Passage shown section start

Aronowitz provides opioid use disorder treatment at Prevention Point Philadelphia and Ophelia Health and is a harm reduction community organizer with SOL Collective. She received her undergraduate degree from McGill University and earned her master’s and doctoral degrees from the University of Vermont and University of Pennsylvania. She completed her postdoctoral fellowship at the National Clinician Scholars Program University of Pennsylvania site.

Profile photo of Ravi Gupta

Follow Ravi Gupta, MD, on Twitter @rgupta729.

Ravi Gupta, MD

Ravi Gupta is an internal medicine physician and National Clinician Scholars Program fellow at the University of Pennsylvania. His research focuses on evaluating policies on the use of prescription drugs and has been published in several high-impact journals. Notably, his investigation into rising naloxone prices led to congressional investigations of companies that manufacture naloxone.

Passage shown section end
Material shown section start

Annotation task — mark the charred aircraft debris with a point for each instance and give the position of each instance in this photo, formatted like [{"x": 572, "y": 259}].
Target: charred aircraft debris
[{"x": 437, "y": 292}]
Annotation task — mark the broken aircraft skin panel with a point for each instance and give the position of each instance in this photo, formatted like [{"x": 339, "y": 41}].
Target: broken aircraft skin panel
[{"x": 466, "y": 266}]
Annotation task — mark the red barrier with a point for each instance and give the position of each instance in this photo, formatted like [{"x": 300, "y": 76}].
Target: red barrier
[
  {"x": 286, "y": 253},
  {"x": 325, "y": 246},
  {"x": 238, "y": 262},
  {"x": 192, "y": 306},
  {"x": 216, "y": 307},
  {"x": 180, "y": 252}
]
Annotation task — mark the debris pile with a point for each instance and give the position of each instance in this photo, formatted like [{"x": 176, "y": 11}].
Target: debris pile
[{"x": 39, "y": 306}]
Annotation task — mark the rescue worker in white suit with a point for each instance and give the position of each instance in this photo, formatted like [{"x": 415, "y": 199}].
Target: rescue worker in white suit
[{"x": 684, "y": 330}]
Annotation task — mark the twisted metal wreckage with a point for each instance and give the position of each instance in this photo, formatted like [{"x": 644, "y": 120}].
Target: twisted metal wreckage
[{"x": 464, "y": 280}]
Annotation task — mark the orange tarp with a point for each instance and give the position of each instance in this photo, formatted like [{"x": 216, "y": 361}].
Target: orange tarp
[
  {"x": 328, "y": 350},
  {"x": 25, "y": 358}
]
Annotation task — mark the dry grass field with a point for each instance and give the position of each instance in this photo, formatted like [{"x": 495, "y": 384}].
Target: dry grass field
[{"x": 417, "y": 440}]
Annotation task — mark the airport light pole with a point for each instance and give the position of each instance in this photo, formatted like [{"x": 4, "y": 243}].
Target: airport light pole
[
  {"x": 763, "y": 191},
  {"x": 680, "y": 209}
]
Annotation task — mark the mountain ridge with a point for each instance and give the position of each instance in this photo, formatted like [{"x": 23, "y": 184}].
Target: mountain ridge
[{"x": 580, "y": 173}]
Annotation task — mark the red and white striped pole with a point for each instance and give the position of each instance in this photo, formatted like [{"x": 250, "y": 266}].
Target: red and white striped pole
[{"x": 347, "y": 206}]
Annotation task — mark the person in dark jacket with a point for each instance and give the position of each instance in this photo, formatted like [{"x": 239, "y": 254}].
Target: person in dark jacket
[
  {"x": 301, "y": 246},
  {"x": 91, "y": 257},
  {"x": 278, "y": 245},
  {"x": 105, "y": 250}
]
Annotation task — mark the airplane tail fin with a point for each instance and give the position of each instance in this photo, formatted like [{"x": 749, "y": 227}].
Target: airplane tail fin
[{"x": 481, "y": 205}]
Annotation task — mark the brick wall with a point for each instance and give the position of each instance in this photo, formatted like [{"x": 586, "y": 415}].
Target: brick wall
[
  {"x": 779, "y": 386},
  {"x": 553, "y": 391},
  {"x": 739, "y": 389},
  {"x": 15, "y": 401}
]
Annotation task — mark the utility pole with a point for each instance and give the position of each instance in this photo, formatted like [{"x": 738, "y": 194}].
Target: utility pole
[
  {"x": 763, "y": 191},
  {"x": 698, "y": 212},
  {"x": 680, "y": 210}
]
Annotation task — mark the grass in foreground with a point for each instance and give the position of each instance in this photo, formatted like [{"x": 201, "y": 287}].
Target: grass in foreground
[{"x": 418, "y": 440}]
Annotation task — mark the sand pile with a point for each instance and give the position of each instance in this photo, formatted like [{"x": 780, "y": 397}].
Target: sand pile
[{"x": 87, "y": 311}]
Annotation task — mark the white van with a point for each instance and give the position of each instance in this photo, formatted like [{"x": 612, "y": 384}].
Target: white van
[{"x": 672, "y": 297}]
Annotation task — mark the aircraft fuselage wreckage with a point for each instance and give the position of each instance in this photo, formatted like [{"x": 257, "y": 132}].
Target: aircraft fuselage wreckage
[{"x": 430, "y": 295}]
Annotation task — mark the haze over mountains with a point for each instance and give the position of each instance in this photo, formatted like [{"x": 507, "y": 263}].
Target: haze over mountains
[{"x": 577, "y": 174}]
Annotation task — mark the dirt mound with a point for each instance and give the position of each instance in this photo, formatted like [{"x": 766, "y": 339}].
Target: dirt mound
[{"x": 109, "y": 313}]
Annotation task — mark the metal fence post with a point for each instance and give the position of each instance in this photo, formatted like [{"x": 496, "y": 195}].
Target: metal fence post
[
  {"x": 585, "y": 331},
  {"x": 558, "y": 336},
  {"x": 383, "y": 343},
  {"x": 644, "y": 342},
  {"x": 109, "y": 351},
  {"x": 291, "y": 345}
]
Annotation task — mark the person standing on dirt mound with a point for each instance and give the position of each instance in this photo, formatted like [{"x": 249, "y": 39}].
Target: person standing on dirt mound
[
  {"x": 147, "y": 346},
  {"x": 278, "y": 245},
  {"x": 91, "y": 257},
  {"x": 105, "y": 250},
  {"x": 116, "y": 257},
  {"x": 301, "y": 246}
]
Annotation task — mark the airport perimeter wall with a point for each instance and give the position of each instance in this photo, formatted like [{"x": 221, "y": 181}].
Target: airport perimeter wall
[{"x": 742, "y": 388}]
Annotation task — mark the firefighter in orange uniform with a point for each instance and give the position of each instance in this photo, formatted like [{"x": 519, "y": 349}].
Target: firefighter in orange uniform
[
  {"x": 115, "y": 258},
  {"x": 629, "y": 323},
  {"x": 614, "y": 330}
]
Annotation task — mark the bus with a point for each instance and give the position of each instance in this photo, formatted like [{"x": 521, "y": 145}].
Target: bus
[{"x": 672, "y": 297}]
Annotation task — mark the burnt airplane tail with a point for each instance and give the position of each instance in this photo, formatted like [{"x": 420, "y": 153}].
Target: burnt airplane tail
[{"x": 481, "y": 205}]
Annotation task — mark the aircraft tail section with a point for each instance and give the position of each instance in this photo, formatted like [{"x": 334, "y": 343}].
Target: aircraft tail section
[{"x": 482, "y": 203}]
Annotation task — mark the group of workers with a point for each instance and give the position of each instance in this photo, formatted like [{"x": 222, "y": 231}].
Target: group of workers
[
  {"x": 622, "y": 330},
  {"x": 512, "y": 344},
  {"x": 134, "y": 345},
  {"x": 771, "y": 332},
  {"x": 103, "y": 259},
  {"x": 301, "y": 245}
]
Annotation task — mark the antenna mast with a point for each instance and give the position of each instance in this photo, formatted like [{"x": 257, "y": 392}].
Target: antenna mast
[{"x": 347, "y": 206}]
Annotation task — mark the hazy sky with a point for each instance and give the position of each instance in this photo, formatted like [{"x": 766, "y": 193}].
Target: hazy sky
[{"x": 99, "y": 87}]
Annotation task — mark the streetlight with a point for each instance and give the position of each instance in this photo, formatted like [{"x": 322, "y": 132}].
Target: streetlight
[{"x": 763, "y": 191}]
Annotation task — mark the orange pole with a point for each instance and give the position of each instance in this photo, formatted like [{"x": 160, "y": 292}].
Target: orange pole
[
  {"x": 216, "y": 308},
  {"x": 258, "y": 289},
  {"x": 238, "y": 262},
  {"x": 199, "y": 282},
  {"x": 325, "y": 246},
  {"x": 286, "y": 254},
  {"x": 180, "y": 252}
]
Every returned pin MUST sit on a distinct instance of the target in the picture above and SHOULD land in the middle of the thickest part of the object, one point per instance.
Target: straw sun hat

Material shown section end

◆ Explore the material ◆
A. Condense the paragraph of the clinician profiles above that starts "Ravi Gupta is an internal medicine physician" into a short bulleted list that keeps its main facts.
B. According to the clinician profiles above, where did Aronowitz earn her undergraduate degree?
C. Please reproduce the stretch of the clinician profiles above that opens with the words containing "Aronowitz provides opioid" and closes with "on Twitter @rgupta729.".

◆ Answers for this exercise ◆
A.
- Internal medicine physician and National Clinician Scholars Program fellow at the University of Pennsylvania
- Researches and evaluates policies on prescription drug use; his work has appeared in several high-impact journals
- His investigation into rising naloxone prices led to congressional investigations of naloxone manufacturers

B. McGill University.

C.
Aronowitz provides opioid use disorder treatment at Prevention Point Philadelphia and Ophelia Health and is a harm reduction community organizer with SOL Collective. She received her undergraduate degree from McGill University and earned her master’s and doctoral degrees from the University of Vermont and University of Pennsylvania. She completed her postdoctoral fellowship at the National Clinician Scholars Program University of Pennsylvania site.

Profile photo of Ravi Gupta

Follow Ravi Gupta, MD, on Twitter @rgupta729.